PROBLEM TO SOLVE:
Quote all of the entries word for word.

RECORDS SHOWN:

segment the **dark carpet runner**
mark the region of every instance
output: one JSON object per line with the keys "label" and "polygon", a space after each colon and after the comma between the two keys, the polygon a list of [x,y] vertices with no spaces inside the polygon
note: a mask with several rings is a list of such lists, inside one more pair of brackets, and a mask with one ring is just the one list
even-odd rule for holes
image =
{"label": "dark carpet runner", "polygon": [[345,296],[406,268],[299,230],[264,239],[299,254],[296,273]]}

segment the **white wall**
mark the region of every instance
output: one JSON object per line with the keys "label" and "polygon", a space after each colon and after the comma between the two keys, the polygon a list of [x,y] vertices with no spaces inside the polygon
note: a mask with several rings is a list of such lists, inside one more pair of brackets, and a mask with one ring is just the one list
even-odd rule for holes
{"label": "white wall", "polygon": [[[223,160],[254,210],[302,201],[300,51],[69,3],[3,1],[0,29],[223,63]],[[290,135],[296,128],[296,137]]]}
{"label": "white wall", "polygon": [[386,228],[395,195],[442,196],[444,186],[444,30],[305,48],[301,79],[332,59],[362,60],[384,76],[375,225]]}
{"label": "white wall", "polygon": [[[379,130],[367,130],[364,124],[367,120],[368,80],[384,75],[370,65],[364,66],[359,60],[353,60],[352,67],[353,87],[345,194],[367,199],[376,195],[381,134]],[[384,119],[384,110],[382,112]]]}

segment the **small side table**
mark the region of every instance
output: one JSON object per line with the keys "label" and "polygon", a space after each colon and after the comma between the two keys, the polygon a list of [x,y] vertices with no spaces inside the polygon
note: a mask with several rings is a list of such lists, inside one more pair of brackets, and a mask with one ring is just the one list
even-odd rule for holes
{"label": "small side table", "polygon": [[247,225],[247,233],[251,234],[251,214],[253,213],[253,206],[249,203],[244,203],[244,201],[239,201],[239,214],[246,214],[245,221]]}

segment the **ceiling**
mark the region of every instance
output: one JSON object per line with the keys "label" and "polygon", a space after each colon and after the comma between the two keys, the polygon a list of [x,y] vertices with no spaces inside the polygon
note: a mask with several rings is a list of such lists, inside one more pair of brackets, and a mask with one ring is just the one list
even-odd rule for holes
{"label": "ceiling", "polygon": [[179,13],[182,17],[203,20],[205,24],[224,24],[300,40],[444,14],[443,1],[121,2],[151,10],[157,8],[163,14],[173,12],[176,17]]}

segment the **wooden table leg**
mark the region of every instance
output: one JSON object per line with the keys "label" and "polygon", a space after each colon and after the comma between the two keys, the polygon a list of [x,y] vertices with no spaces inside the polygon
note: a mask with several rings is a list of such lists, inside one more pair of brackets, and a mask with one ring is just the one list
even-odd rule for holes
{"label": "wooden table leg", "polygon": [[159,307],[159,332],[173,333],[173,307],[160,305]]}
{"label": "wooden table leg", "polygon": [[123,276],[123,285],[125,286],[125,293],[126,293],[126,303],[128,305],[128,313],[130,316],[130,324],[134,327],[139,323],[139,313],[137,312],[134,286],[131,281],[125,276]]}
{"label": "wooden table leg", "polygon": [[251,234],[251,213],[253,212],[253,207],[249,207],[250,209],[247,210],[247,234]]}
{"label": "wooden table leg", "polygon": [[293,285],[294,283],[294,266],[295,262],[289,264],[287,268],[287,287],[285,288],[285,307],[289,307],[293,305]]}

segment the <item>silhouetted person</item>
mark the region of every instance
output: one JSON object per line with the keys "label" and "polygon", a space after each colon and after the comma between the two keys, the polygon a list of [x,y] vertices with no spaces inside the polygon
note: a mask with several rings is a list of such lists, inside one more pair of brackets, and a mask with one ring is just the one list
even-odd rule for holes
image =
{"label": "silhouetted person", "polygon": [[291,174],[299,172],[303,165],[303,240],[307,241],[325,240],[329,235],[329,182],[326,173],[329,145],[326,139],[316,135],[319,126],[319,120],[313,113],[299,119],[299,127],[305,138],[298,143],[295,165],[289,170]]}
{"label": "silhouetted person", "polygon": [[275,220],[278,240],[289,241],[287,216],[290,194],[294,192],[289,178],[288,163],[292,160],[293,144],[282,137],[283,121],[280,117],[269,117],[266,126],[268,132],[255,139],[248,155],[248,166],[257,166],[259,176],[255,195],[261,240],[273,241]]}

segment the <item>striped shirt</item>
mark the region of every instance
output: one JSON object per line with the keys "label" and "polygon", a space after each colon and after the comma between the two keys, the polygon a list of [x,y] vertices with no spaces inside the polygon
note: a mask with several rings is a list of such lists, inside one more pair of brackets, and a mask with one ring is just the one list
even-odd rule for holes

EXERCISE RESPONSE:
segment the **dark carpet runner**
mark the region of every instance
output: one JSON object per line with the keys "label" and "polygon", a space after each colon and after the comma between the two keys, the polygon a list of [x,y] vertices with no spaces inside the polygon
note: a mask with several rings is a list of such lists, inside one more pair of brackets, and a mask with one ring is just the one list
even-odd rule for holes
image =
{"label": "dark carpet runner", "polygon": [[345,296],[406,268],[299,230],[264,239],[299,254],[296,273]]}

segment the **white wall**
mark the region of every instance
output: one JSON object per line with the keys "label" and "polygon", a space after each colon and after the comma between the two keys, the polygon a list of [x,y] vertices with no spaces inside the polygon
note: a mask with several rings is a list of such lists, inside one more pair of brackets, and a mask with one ring is just the one list
even-odd rule for holes
{"label": "white wall", "polygon": [[[223,160],[254,210],[302,201],[300,51],[69,3],[3,1],[0,29],[223,63]],[[290,135],[296,128],[296,137]]]}
{"label": "white wall", "polygon": [[386,228],[395,195],[442,196],[444,186],[444,30],[305,48],[301,79],[332,59],[362,60],[384,76],[375,225]]}
{"label": "white wall", "polygon": [[[379,130],[367,130],[364,124],[367,120],[368,80],[384,75],[370,65],[364,66],[359,60],[353,60],[352,67],[353,87],[345,194],[367,199],[376,195],[381,134]],[[384,119],[384,110],[382,112]]]}

segment the **small side table**
mark the region of every instance
output: one JSON object per line with the keys "label" and "polygon", a space after each colon and after the comma between the two keys, the polygon a list of [x,y] vertices with no spaces inside the polygon
note: a mask with several rings is a list of such lists, inside one more pair of brackets, and a mask with one ring is just the one list
even-odd rule for holes
{"label": "small side table", "polygon": [[247,225],[247,233],[251,234],[251,214],[253,213],[253,206],[249,203],[244,203],[244,201],[239,201],[239,214],[246,214],[245,221]]}

segment the **ceiling**
mark the region of every instance
output: one JSON object per line with the keys "label" and "polygon", a space after each colon and after the comma between the two keys, the polygon a list of [x,y] vertices with no spaces inside the polygon
note: a mask with several rings is a list of such lists, inside one more pair of brackets, and a mask with one ring is just the one list
even-odd rule for holes
{"label": "ceiling", "polygon": [[179,13],[182,17],[203,20],[205,24],[224,24],[300,40],[444,14],[443,1],[121,2],[151,10],[157,8],[163,14],[173,12],[176,17]]}

segment the **wooden table leg**
mark the region of every instance
output: one JSON object per line with the keys "label" and "polygon", a space after each colon and after the comma between the two keys, the polygon a list of [x,y] vertices with no spaces inside the polygon
note: a mask with several rings is a list of such lists, inside one more pair of brackets, and a mask with one ring is just the one list
even-odd rule for holes
{"label": "wooden table leg", "polygon": [[159,307],[159,332],[173,333],[173,307],[160,305]]}
{"label": "wooden table leg", "polygon": [[123,276],[123,285],[125,286],[125,293],[126,293],[126,303],[128,305],[128,313],[130,316],[130,324],[134,327],[139,323],[139,313],[137,312],[134,286],[131,281],[125,276]]}
{"label": "wooden table leg", "polygon": [[251,234],[251,213],[253,212],[253,207],[249,207],[250,209],[247,210],[247,234]]}
{"label": "wooden table leg", "polygon": [[293,285],[294,283],[294,266],[295,262],[289,264],[287,268],[287,287],[285,288],[285,307],[289,307],[293,305]]}

segment the <item>silhouetted person</item>
mark the region of every instance
output: one JSON object per line with the keys "label" and "polygon", a space after each colon and after the comma between the two keys, the polygon a list of [x,y] vertices with no spaces inside the polygon
note: a mask with several rings is a list of such lists, inside one more pair of brackets, and a mask with one ring is just the one list
even-odd rule for holes
image =
{"label": "silhouetted person", "polygon": [[291,174],[299,172],[303,165],[303,240],[307,241],[325,240],[329,235],[329,182],[326,173],[329,145],[326,139],[316,135],[319,126],[319,120],[313,113],[299,119],[299,127],[305,138],[298,143],[295,165],[289,170]]}
{"label": "silhouetted person", "polygon": [[275,220],[278,240],[289,241],[287,216],[290,194],[294,192],[289,178],[288,163],[292,160],[293,144],[282,137],[283,121],[280,117],[269,117],[266,126],[268,132],[255,139],[248,155],[248,166],[257,166],[259,176],[255,195],[261,240],[273,241]]}

segment the <item>striped shirt</item>
mark the region of every instance
output: one JSON object per line with the keys "label" and "polygon", a space after each colon and after the comma between the two keys, the polygon a list of [x,y] vertices with no spaces inside the polygon
note: a mask with several rings is a list of such lists, inside one more pair of brackets, and a mask with one ring is just the one list
even-odd rule for holes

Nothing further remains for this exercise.